Instructions to follow ▸ Provide an exact reproduction of every entry.
Records provided start
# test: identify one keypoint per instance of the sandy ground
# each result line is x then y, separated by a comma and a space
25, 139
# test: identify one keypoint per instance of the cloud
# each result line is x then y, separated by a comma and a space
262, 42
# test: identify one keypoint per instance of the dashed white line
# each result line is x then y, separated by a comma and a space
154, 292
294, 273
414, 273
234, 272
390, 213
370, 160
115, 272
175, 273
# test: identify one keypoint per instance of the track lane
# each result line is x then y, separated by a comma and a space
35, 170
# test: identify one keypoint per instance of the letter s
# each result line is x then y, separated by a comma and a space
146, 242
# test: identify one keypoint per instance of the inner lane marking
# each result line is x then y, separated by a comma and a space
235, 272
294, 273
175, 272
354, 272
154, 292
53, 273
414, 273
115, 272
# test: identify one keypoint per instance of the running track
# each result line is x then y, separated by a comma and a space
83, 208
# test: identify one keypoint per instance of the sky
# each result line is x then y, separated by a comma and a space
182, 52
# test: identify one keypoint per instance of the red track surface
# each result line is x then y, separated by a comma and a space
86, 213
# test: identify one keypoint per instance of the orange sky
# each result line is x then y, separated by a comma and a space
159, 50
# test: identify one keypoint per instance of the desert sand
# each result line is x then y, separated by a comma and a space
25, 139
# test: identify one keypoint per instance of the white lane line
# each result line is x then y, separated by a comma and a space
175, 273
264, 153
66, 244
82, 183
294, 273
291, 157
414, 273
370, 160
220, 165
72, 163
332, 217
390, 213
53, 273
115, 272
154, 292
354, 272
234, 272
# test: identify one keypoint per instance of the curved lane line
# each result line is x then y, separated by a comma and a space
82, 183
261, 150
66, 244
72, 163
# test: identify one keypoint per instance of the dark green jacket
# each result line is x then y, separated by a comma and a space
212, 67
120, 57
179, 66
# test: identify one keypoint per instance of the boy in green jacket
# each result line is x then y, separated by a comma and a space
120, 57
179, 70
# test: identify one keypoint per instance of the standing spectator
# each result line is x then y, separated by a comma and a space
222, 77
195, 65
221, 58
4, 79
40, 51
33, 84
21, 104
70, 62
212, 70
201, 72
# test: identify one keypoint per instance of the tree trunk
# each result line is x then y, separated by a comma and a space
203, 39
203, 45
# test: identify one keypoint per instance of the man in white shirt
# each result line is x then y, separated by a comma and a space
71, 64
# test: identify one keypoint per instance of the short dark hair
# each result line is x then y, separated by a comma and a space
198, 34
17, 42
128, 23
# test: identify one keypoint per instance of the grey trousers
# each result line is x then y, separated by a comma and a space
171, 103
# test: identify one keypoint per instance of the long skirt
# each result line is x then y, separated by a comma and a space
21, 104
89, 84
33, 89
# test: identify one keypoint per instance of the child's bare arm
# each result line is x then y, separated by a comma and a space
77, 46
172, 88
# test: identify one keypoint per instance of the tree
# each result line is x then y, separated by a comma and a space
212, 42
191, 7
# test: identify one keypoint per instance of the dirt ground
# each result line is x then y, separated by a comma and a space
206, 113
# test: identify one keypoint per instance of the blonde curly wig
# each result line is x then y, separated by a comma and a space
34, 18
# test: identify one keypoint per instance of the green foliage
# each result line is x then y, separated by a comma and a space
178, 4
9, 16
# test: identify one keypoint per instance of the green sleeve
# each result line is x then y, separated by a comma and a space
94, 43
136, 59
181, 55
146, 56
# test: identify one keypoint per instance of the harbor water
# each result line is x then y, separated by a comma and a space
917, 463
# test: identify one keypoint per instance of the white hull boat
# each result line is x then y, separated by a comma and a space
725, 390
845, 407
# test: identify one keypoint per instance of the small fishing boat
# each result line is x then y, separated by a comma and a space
Records provided end
Solution for this problem ▸
# test: identify one keypoint per instance of the sandy ground
# each result line is x then y, separated by a comma and a space
25, 139
# test: identify one keypoint per instance of the cloud
# each result line is x then y, separated by a comma and a space
262, 42
# test: identify one keypoint per instance of the dashed white line
# each result line is x then y, separated by a comma and a space
154, 292
294, 273
414, 273
234, 272
390, 213
370, 160
115, 272
175, 273
# test: identify one keypoint per instance of the track lane
# each result line is x then y, separated by a comma and a space
35, 170
# test: identify one keypoint per instance of the letter s
# each result line is x then y, separated by a comma and a space
146, 242
# test: identify one keypoint per instance of the inner lane marking
# each result line is x then y, separated by a comma and a space
235, 272
294, 273
175, 272
354, 272
154, 292
53, 273
414, 273
115, 272
# test: identify one keypoint per instance of the running track
# each result line is x then y, separated by a comma and a space
83, 208
# test: identify one keypoint per instance of the sky
# each result line is x then y, separated by a comma and a space
182, 52
# test: identify one keypoint per instance of the red track surface
# each result line is x then y, separated by a comma and a space
86, 213
# test: identify one keypoint per instance of the orange sky
# each result line is x then y, separated by a comma and a space
159, 50
# test: identify one keypoint per instance of the desert sand
# each result line is x then y, separated by a comma and a space
25, 139
# test: identify one keypoint per instance of the white lane line
# each result line is x then y, separated by a comma and a space
175, 273
264, 153
66, 244
82, 183
294, 273
291, 157
414, 273
370, 160
220, 165
72, 163
332, 217
390, 213
53, 273
115, 272
154, 292
354, 272
234, 272
# test: identify one keypoint per instance of the curved lane line
# each result line is x then y, separated by a comma and a space
82, 183
261, 150
66, 244
72, 163
# test: identify one keypoint per instance of the dark green jacket
# each result line is x then y, separated by a comma and a space
212, 67
120, 57
179, 66
# test: identify one keypoint per instance of the boy in green jacket
# each result line is x then y, separated by a comma and a space
120, 57
179, 70
# test: identify one keypoint per instance of the standing spectator
# each result line is x then y, separated by a comma and a space
222, 77
195, 65
221, 58
4, 79
40, 51
33, 84
21, 104
70, 62
212, 70
201, 72
# test: identify one keypoint per instance of the tree trunk
# each result line is x then y, separated by a comma and a space
203, 39
203, 45
# test: identify one keypoint per instance of the man in white shirt
# each result line is x then y, separated by a comma and a space
71, 64
# test: identify one keypoint per instance of the short dark hair
# each result line is x then y, separated by a comma and a space
198, 34
17, 42
128, 23
# test: identify one keypoint per instance of the grey trousers
# each result line is x then y, separated by a comma and a space
171, 103
# test: identify one keypoint per instance of the long skirt
# each result line is x then y, separated by a comma and a space
21, 104
89, 84
33, 89
# test: identify one keypoint per instance of the child's bare arm
# each result line is x then y, separated by a comma and a space
77, 46
172, 88
# test: identify one keypoint per instance of the tree
# each result line is x then y, separated by a comma and a space
212, 42
191, 7
# test: identify one keypoint per instance of the dirt ground
# each result line is x then y, separated by a comma and a space
206, 113
# test: identify one keypoint per instance of the blonde curly wig
# each result line is x then y, separated by a comma and a space
34, 18
# test: identify one keypoint per instance of the green foliage
# each result line is x then y, separated by a comma and a space
178, 4
9, 16
# test: identify one keypoint per instance of the green sleeve
# each result line is x then y, separated by a comma and a space
94, 43
136, 59
181, 55
146, 56
# test: identify one keypoint per instance of the harbor water
# each result line is x then y, separated by a comma and a space
917, 463
# test: identify one keypoint per instance of the white hull boat
# each result line is x then y, separated by a comma and a space
725, 390
845, 407
# test: identify one keypoint per instance of the small fishing boat
# each result line is x then y, separated by a comma and a space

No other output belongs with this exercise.